## Extracto del documento
☆ ☆ ☆ ☆
Ser una freak, una marginada, una periférica no es un deporte, tampoco una moda, es un guantazo a la ficción cruel de la normalidad.
Pero que nadie nos engañe, el sopapo no es para el público que se deleita con las rarezas, lo es para el cuerpo vulnerable que tiembla por no ser visto, que ruge para ser anestesiado, que implora clemencia en cada paso. Ser rara es perfecto para una película independiente. A la gente le encanta admirar a esos raritos. Muchos se disfrazan de ellos una vez a la semana, pero ninguno es capaz de soportar un mes siendo ‘el animal vulnerable’ de la familia. Ahora la nueva normalidad es parecer anormal. Todo el mundo quiere ser abyecto. Es como el que busca el White Album americano con la tara en la galleta del vinilo. Ahora vale millones pero entonces era una mierda. Porque ¿quién va a querer algo que tiene una tara? Las rarezas son sólo para coleccionistas. Lo roto no es deseable. Lo rompible está tarado.
Las personas que no tienen más remedio que llevar con orgullo su vulnerabilidad son espejos que escupen la verdad: no hay nadie no vulnerable. Igual que no hay nadie inmortal. Ser mortal lleva implícita la condición de ser vulnerable.
Y ser vulnerable es el único modo de vivir pequeños momentos de inmortalidad.
Quizás es por eso que seamos utilizados como objetos catárticos por ‘los normales’, pues a diferencia del reflejo del espejo, nosotros -las raras de cojones- somos la única realidad.
☆ ☆ ☆ ☆
## Completa lo siguiente
A. Por favor, reescribe el pasaje del extracto que empieza en "Y ser vulnerable" y termina en "la única realidad.", sustituyendo "realidad" por "verdad".
B. Según el extracto, ¿qué condición lleva implícita ser mortal?
☆ ☆ ☆ ☆
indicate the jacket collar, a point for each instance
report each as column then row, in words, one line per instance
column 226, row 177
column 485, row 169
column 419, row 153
☆ ☆ ☆ ☆
## Soluciones por tarea
A.
Y ser vulnerable es el único modo de vivir pequeños momentos de inmortalidad.
Quizás es por eso que seamos utilizados como objetos catárticos por ‘los normales’, pues a diferencia del reflejo del espejo, nosotros -las raras de cojones- somos la única verdad.

B. La condición de ser vulnerable.